**CONSIGNE**
Résumez en deux phrases le passage ci-dessous consacré à saint Matthias.

**EXTRAIT DU DOCUMENT**
★ ★ ★

Au reste, peu après cette élection, l’Esprit-Saint la confirma, en descendant visiblement sur les fidèles au cénacle…

Les Grecs croient que ce saint a prêché, et qu’il est mort dans la Colchide. Sa vie fut publiée par un moine de Saint-Matthias de Trèves, qui dit en avoir reçu l’original hébreu d’un juif, qui le lui expliqua en langue vulgaire, dans le douzième siècle. Cette Vie porte que saint Matthias était de Bethléem, de la tribu de Juda, d’une naissance illustre ; qu’il fut très-bien instruit dans sa jeunesse par un homme incomparable, nommé Siméon ; qu’après la Pentecôte il eut pour partage la Palestine, où il prêcha avec beaucoup de succès, et où il fit plusieurs miracles : que trente-trois ans après la passion, le jeune Ananus ayant fait mourir saint Jacques le Mineur à Jérusalem, saint Matthias fut pris dans le même temps dans la Galilée, et amené devant Ananus, qui, voyant qu’il persistait à confesser Jésus-Christ, le condamna àêtre lapidé, ce qui fut aussitôt exécuté, et puis on lui trancha la tête. Mais cette histoire ne passe pas pour fort authentique et il y a plus d’un savant qui la regardent comme une pieuse fable. On croit avoir ses reliques à Rome ; mais la fameuse abbaye de Saint-Matthias, près de Trèves, se vante du même avantage, et, comme l’on croit, avec plus de fondement. Les Grecs font sa fête le 9 d’août, et les Latins le 24 de février.

★ ★ ★

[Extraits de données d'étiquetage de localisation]
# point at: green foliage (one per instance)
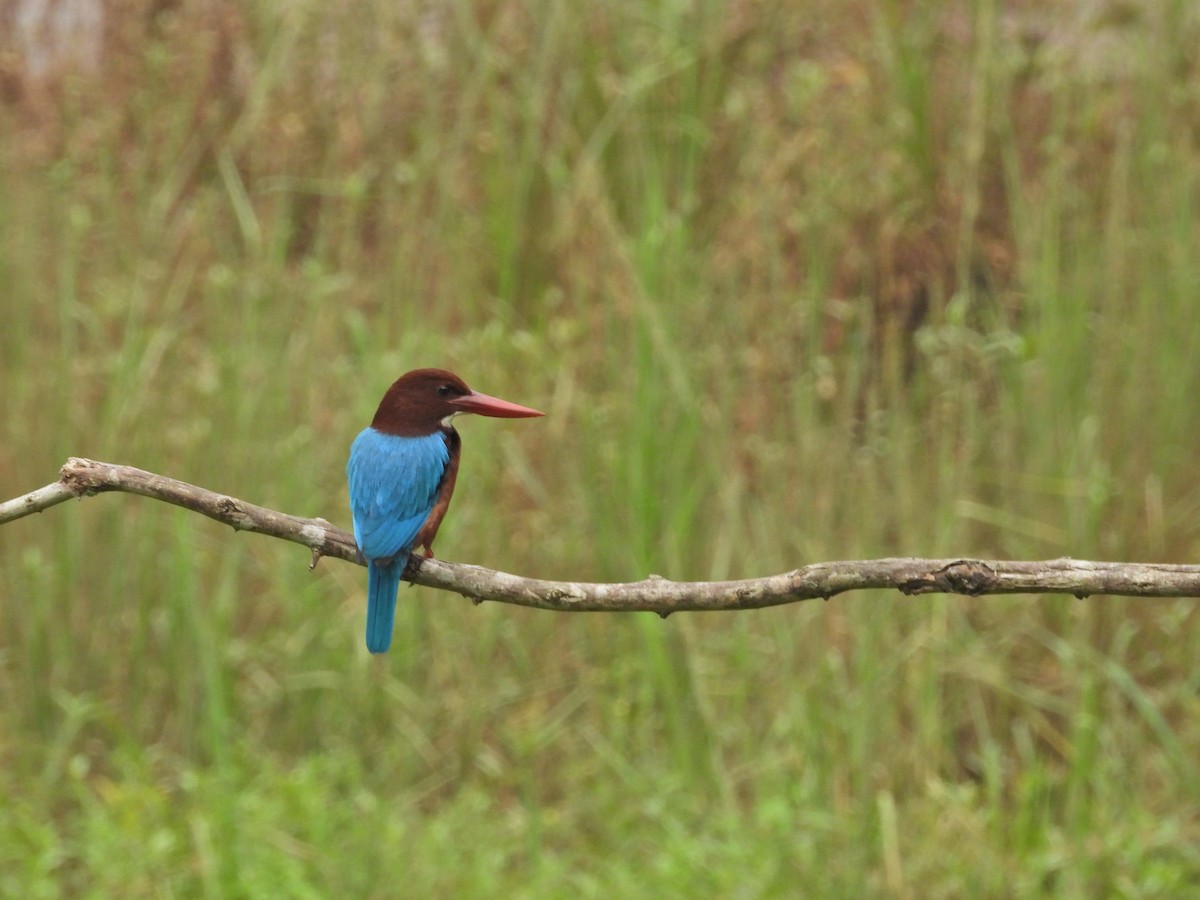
(793, 282)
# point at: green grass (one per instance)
(792, 285)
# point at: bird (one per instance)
(401, 474)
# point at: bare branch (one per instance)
(83, 478)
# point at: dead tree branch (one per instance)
(84, 478)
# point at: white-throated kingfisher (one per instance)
(401, 474)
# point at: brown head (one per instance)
(421, 401)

★ ★ ★

**CORRIGÉ**
Une Vie de saint Matthias, publiée par un moine de Saint-Matthias de Trèves, le fait naître à Bethléem, prêcher en Palestine, puis mourir lapidé et décapité sur l'ordre d'Ananus, mais plusieurs savants tiennent ce récit pour une pieuse fable. Rome et l'abbaye de Saint-Matthias, près de Trèves, prétendent toutes deux posséder ses reliques, et sa fête est célébrée le 9 août par les Grecs et le 24 février par les Latins.